-- start Given entries --
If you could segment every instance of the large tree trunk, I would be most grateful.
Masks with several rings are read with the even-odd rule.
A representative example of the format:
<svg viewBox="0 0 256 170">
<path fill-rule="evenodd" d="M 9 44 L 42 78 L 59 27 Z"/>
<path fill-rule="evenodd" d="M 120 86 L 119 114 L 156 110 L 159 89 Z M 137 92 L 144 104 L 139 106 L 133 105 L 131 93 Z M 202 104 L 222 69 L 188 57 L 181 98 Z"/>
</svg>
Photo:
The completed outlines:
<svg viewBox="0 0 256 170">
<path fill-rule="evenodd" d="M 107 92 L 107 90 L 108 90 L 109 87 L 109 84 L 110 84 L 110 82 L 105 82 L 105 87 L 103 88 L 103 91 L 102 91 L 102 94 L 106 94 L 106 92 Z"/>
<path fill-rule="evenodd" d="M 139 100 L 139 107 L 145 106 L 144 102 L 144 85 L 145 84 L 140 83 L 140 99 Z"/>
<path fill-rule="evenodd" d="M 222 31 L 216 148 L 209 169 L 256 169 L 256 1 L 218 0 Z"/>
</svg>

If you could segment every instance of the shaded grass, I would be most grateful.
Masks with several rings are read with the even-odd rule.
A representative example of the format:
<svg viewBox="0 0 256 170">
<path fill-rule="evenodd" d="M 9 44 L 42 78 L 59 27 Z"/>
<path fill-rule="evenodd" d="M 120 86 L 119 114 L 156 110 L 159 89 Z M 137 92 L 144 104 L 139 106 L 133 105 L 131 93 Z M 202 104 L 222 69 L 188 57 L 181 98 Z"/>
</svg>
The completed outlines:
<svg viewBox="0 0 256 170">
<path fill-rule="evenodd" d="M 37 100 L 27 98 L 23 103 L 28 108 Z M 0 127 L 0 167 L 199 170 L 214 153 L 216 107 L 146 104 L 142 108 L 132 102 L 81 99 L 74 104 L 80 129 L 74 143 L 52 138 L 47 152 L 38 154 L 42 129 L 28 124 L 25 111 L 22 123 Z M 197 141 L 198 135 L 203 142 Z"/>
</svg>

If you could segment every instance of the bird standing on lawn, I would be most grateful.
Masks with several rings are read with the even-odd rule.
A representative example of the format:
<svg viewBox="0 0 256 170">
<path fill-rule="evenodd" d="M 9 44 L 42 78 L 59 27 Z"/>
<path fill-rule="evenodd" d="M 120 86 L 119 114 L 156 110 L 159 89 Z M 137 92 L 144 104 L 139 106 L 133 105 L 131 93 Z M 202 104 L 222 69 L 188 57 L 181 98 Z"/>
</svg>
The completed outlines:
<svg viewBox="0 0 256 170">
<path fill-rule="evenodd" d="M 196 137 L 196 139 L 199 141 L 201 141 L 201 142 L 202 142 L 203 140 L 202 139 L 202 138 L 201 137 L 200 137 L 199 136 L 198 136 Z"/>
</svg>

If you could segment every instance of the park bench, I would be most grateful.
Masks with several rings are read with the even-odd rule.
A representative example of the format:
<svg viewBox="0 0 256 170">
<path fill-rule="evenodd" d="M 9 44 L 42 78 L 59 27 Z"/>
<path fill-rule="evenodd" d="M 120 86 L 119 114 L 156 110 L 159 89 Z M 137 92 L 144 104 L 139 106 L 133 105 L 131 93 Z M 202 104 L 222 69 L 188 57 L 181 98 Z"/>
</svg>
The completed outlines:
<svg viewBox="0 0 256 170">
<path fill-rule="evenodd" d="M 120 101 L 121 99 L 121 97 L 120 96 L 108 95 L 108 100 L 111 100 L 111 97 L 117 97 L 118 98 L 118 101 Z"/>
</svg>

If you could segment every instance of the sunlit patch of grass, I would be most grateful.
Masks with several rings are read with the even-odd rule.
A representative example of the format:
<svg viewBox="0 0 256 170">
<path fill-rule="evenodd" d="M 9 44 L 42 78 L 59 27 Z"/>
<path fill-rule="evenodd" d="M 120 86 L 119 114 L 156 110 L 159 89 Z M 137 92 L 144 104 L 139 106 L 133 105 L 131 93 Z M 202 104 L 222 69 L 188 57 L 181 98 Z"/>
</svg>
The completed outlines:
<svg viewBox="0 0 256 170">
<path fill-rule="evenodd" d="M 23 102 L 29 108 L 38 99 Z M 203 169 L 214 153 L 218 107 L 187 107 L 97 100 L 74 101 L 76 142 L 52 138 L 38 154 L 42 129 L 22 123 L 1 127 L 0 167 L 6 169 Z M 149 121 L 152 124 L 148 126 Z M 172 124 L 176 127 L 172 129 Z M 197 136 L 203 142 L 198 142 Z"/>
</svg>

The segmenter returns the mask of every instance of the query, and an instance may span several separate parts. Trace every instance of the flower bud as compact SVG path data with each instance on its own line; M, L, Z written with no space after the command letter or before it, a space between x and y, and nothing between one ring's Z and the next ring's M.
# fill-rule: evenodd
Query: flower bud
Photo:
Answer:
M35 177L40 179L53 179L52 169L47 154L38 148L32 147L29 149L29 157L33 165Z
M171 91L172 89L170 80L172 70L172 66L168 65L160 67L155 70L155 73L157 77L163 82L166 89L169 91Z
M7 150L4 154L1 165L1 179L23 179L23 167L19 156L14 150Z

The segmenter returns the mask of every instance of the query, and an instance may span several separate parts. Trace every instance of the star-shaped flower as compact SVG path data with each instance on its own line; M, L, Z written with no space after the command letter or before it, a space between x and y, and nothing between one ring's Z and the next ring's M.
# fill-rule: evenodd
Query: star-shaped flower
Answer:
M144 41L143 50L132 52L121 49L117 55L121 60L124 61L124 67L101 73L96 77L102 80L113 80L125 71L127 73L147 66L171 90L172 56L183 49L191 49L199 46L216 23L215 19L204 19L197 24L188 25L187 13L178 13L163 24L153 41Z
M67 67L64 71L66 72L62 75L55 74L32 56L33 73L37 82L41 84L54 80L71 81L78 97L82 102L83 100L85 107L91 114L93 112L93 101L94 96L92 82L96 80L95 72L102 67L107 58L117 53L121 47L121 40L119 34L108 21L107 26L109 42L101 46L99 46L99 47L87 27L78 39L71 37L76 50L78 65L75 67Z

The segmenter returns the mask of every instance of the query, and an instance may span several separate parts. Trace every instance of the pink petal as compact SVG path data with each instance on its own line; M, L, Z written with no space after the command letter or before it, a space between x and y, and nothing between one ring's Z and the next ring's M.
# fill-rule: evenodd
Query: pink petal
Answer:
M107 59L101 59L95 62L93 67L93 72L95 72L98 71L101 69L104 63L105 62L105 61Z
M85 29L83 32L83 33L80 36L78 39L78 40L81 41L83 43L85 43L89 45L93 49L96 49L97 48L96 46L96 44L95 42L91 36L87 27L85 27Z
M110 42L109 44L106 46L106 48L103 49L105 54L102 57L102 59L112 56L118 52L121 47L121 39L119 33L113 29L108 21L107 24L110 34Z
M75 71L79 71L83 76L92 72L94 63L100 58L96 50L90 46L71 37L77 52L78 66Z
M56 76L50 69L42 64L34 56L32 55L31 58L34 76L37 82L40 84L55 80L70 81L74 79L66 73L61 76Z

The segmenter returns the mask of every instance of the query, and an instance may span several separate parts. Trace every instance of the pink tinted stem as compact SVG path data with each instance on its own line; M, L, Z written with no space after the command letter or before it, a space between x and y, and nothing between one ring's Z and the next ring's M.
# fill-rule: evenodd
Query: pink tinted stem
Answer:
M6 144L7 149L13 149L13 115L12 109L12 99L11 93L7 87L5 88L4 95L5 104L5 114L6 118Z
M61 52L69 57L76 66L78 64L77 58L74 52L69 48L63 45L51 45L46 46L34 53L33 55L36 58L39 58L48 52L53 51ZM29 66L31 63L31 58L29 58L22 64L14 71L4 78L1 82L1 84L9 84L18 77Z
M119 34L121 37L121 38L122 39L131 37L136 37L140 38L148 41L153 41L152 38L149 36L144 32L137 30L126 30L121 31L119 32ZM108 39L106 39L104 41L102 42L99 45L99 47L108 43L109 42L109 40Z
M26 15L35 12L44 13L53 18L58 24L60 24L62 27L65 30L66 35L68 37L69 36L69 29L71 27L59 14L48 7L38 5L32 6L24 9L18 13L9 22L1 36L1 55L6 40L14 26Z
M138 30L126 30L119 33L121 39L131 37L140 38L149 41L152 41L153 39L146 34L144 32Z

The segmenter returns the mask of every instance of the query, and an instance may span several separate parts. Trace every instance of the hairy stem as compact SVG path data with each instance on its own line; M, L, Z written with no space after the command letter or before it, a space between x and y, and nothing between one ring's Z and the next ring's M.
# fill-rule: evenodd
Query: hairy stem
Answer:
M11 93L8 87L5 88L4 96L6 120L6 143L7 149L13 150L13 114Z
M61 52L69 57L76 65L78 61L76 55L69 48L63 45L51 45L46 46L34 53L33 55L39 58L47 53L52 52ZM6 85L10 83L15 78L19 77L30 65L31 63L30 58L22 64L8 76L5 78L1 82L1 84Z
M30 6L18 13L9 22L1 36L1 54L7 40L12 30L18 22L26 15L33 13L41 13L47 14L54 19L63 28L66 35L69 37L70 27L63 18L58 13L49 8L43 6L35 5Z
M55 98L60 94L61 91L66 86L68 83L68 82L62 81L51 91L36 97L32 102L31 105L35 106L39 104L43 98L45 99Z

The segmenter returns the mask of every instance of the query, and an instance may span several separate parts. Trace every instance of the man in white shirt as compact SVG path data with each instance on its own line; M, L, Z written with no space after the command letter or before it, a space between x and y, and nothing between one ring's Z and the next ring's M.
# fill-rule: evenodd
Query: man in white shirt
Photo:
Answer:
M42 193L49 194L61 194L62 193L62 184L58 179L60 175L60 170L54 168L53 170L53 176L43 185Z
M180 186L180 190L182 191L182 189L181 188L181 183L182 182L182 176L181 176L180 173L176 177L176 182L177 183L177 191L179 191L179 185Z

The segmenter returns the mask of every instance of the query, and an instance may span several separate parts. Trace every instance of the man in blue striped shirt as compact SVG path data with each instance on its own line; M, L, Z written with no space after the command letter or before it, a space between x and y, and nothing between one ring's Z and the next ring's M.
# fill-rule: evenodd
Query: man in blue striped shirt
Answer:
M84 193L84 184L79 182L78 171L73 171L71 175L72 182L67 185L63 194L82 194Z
-- end Given entries --
__Problem to work on__: Write out, character for character, the portion of the listing that begins with the line containing "white shirt as" and ends with the line containing "M180 186L180 190L182", including both of those lines.

__Reply to the exercise__:
The segmenter returns the mask of every instance of the query, and an instance may span several separate parts. Trace every instance of the man in white shirt as compact SVG path data with each instance on its own line; M, L, Z written with no space after the command letter or before it, a space between x and y, and nothing between one ring's Z and the next ring's M.
# fill-rule: evenodd
Query: man in white shirt
Photo:
Answer:
M42 193L49 194L61 194L62 193L62 184L58 179L60 175L60 170L54 168L53 170L53 176L43 185Z
M180 186L180 190L182 191L182 189L181 188L181 183L182 182L182 176L181 176L180 173L176 177L176 182L177 183L177 191L179 191L179 185Z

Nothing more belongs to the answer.